**Task objective**. Reproduce the data below in full and exclude every picture.

**Material supplied**.
- Opening Delimiter -
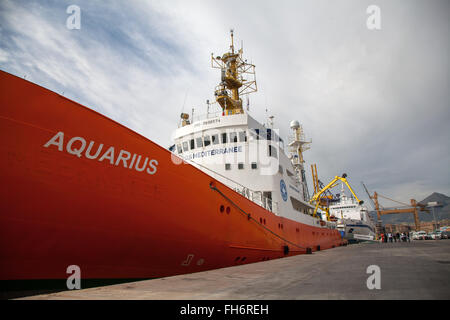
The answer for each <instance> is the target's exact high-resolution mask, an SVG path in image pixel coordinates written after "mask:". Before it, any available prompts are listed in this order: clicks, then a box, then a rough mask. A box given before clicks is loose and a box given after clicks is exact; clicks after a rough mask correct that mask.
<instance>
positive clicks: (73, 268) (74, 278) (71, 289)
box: [66, 265, 81, 290]
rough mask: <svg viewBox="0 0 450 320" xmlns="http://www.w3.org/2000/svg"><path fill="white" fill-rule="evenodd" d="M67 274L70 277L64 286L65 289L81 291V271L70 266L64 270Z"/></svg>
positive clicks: (67, 279)
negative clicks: (64, 270)
mask: <svg viewBox="0 0 450 320" xmlns="http://www.w3.org/2000/svg"><path fill="white" fill-rule="evenodd" d="M66 273H67V274H70V276H69V277H68V278H67V281H66V285H67V289H69V290H74V289H77V290H79V289H81V269H80V267H79V266H77V265H70V266H68V267H67V270H66Z"/></svg>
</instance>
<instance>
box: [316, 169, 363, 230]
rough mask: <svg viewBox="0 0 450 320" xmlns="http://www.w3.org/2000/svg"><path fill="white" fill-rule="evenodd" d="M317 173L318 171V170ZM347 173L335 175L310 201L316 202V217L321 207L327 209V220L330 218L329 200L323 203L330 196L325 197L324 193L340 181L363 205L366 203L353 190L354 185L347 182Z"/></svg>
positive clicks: (326, 209)
mask: <svg viewBox="0 0 450 320" xmlns="http://www.w3.org/2000/svg"><path fill="white" fill-rule="evenodd" d="M316 173H317V172H316ZM346 178H347V174H346V173H344V174H343V175H342V177H338V176H336V177H334V179H333V180H331V182H330V183H329V184H327V185H326V186H325V187H323V188H322V189H320V190H319V191H318V192H316V193H315V194H314V195H313V196H312V198H311V200H310V201H309V202H310V203H311V204H312V203H315V208H314V213H313V217H315V216H316V215H317V210H318V209H319V208H320V209H321V210H323V211H325V214H326V216H327V220H328V221H329V220H330V213H329V208H328V204H329V202H327V205H323V204H324V202H323V201H322V200H323V199H325V200H328V198H326V197H325V198H324V197H323V194H324V193H325V192H327V191H329V189H332V188H334V187H335V186H336V185H337V184H338V182H339V181H341V182H343V183H345V185H346V186H347V187H348V189H349V190H350V192H351V193H352V194H353V196H354V197H355V199H356V201H357V202H358V203H359V204H360V205H362V204H363V203H364V201H362V200H359V199H358V197H357V196H356V194H355V192H354V191H353V189H352V187H350V184H349V183H348V182H347V179H346Z"/></svg>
- Closing Delimiter -
**Final answer**.
The answer for each <instance> is the target's exact high-resolution mask, an SVG path in image pixel coordinates written after "mask:". Before it, any available prompts are listed in this order: clicks, then a box, then a rough mask. A box given before clicks is loose and a box given after clicks is exact; clicks after a rough mask correct that mask.
<instance>
positive clicks: (73, 268) (74, 278) (71, 289)
box: [66, 265, 81, 290]
rough mask: <svg viewBox="0 0 450 320" xmlns="http://www.w3.org/2000/svg"><path fill="white" fill-rule="evenodd" d="M67 274L70 277L64 286L65 289L81 291V271L70 266L64 270Z"/></svg>
positive clicks: (67, 279)
negative clicks: (64, 270)
mask: <svg viewBox="0 0 450 320" xmlns="http://www.w3.org/2000/svg"><path fill="white" fill-rule="evenodd" d="M66 273H67V274H70V276H69V277H68V278H67V281H66V285H67V289H69V290H74V289H77V290H79V289H81V269H80V267H79V266H77V265H70V266H68V267H67V270H66Z"/></svg>
</instance>
<instance>
box: [316, 169, 363, 230]
rough mask: <svg viewBox="0 0 450 320" xmlns="http://www.w3.org/2000/svg"><path fill="white" fill-rule="evenodd" d="M317 173L318 171V170ZM347 173L335 175L310 201L316 202V217L321 207L327 209V220L330 218L329 200L323 203L330 196L325 197L324 193L340 181L363 205L366 203L353 190L354 185L347 182Z"/></svg>
positive clicks: (326, 209)
mask: <svg viewBox="0 0 450 320" xmlns="http://www.w3.org/2000/svg"><path fill="white" fill-rule="evenodd" d="M316 173H317V172H316ZM346 178H347V174H346V173H344V174H343V175H342V177H338V176H336V177H334V179H333V180H331V182H330V183H329V184H327V185H326V186H325V187H323V188H322V189H320V190H319V191H318V192H316V193H315V194H314V195H313V196H312V198H311V200H310V201H309V202H310V203H311V204H312V203H315V208H314V213H313V217H315V216H316V215H317V210H318V209H319V208H320V209H321V210H323V211H325V214H326V216H327V220H328V221H329V220H330V213H329V208H328V204H329V202H327V205H323V204H324V202H323V201H322V200H323V199H325V200H328V198H326V197H325V198H324V197H323V194H324V193H325V192H327V191H329V189H332V188H334V187H335V186H336V185H337V184H338V182H339V181H341V182H343V183H345V185H346V186H347V187H348V189H349V190H350V192H351V193H352V194H353V196H354V197H355V199H356V201H357V202H358V203H359V204H360V205H362V204H363V203H364V201H362V200H359V199H358V197H357V196H356V194H355V192H354V191H353V189H352V187H350V184H349V183H348V182H347V179H346Z"/></svg>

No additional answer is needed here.